◆ THE REQUEST:
Could you replace "timber log" with "fallen trunk" in the lines from the one containing "Can you see the long timber" through the end of the records, leaving everything else unchanged?

Object location annotation data
↓

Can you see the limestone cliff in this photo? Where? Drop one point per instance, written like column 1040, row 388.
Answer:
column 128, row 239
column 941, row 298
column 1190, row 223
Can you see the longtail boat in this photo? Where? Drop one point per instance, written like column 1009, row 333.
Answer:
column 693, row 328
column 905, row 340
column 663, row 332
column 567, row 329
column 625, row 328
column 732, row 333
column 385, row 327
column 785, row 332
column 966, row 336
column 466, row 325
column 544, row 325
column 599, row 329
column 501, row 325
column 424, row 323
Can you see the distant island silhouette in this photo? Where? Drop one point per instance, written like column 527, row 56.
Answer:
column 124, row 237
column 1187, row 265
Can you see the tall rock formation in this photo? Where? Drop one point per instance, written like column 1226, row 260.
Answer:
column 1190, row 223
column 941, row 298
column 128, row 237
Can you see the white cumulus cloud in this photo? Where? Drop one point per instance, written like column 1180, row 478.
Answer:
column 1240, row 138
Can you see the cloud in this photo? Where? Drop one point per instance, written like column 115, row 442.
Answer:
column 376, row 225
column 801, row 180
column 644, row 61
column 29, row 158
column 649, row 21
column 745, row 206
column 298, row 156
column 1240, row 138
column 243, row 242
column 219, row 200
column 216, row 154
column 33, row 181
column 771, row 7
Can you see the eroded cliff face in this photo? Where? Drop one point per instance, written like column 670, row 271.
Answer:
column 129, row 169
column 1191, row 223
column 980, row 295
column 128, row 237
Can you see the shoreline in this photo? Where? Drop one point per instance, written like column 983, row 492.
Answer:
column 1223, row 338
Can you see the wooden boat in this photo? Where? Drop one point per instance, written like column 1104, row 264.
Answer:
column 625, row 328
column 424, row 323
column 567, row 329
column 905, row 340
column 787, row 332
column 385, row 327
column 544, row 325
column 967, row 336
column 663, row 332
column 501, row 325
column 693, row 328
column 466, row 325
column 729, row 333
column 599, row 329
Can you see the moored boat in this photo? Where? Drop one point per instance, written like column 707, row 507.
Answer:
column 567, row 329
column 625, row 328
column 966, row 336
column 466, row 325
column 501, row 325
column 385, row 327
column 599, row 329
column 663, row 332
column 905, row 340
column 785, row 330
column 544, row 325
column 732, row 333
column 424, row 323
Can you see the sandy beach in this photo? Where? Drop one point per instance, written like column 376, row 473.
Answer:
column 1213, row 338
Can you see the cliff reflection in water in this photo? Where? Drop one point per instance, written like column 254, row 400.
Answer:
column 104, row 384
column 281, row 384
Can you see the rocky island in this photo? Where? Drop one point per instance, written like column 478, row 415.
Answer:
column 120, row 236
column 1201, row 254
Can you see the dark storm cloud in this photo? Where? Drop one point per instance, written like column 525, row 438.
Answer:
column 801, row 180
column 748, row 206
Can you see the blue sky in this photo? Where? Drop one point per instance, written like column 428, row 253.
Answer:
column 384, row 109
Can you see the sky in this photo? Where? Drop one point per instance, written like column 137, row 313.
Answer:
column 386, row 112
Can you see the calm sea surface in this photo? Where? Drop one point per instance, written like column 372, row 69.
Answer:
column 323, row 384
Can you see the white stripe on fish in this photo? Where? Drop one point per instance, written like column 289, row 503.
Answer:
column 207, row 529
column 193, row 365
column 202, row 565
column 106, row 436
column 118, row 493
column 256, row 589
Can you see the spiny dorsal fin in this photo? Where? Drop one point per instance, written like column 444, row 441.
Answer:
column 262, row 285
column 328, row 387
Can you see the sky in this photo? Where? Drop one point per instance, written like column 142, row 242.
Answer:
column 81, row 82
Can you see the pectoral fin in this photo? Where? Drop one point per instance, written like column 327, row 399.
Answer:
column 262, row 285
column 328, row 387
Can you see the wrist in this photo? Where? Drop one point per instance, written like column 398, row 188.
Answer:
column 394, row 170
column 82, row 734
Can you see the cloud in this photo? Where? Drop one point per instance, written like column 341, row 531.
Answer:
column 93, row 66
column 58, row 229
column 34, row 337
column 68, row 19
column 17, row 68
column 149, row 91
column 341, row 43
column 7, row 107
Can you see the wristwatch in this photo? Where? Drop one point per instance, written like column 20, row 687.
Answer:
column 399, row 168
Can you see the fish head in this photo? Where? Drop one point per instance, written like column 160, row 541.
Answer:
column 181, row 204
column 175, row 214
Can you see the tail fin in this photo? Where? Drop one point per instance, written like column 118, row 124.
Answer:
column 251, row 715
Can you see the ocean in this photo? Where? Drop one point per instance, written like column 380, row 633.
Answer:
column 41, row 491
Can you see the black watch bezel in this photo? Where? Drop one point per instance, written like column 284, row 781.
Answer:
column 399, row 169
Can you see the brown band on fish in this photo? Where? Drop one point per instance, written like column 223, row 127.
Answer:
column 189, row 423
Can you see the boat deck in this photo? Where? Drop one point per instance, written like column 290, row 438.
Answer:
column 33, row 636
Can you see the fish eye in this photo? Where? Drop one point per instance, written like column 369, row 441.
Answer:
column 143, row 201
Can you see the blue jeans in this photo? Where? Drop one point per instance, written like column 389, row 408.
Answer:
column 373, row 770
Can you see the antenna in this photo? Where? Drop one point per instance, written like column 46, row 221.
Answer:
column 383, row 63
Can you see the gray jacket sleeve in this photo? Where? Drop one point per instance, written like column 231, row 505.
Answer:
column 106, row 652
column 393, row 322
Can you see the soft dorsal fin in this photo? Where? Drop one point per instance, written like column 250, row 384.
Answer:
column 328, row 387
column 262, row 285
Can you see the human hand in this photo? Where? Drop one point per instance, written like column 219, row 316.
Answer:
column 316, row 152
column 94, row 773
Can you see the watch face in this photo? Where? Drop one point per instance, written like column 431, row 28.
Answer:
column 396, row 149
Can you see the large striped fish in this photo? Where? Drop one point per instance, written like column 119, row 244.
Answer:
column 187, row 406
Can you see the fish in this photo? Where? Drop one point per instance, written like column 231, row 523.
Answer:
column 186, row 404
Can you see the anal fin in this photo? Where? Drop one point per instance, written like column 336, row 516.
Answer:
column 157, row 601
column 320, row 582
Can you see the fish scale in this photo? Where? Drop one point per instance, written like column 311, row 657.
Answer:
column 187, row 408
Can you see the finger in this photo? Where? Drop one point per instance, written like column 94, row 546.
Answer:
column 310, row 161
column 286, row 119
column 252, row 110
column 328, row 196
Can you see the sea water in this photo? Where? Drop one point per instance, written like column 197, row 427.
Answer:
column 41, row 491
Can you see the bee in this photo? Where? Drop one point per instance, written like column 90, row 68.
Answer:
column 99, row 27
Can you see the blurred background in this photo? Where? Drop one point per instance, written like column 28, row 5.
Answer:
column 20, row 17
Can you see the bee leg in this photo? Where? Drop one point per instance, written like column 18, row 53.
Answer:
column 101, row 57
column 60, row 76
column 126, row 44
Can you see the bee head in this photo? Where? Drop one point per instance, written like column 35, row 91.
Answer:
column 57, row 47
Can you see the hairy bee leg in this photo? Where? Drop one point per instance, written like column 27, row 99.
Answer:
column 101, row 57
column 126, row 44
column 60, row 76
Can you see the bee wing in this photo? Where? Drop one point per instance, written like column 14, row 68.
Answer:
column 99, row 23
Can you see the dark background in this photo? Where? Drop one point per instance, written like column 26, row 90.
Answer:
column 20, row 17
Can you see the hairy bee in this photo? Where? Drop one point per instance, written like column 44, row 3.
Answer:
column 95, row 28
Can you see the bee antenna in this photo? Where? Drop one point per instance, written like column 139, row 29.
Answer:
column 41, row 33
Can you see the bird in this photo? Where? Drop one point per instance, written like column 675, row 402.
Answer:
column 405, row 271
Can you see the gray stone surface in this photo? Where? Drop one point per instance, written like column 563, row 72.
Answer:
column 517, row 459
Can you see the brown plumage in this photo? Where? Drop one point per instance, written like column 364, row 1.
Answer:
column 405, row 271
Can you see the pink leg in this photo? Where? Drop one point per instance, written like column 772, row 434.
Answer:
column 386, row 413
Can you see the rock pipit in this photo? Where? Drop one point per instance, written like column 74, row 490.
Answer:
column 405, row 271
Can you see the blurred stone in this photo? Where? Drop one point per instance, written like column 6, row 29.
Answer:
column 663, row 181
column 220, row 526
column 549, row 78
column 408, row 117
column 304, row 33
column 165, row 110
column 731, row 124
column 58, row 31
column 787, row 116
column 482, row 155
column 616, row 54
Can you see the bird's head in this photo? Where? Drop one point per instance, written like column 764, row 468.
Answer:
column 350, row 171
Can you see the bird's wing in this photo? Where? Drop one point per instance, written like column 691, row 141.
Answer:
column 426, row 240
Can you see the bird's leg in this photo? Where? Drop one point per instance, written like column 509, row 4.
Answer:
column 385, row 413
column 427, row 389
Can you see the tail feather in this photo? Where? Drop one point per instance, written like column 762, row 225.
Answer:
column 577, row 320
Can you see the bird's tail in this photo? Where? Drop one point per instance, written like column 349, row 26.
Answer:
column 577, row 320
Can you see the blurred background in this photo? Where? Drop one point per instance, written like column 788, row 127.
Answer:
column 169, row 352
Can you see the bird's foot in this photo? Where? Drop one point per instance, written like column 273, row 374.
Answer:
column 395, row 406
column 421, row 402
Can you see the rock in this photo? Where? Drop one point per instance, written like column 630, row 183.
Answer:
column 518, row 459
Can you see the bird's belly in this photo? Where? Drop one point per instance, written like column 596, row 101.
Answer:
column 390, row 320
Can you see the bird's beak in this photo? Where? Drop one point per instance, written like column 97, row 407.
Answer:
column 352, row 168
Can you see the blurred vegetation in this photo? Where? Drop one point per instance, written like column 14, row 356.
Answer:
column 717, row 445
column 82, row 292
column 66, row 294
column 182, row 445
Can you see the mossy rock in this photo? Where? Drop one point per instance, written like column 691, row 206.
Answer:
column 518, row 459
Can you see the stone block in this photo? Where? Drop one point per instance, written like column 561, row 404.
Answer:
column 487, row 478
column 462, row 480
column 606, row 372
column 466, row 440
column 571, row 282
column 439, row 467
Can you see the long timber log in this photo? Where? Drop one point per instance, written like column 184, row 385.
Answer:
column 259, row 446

↑

◆ REPLY TO THE TASK:
Can you see the long fallen trunk in this photo? Where? Drop one point per instance, written like column 184, row 385.
Answer:
column 259, row 446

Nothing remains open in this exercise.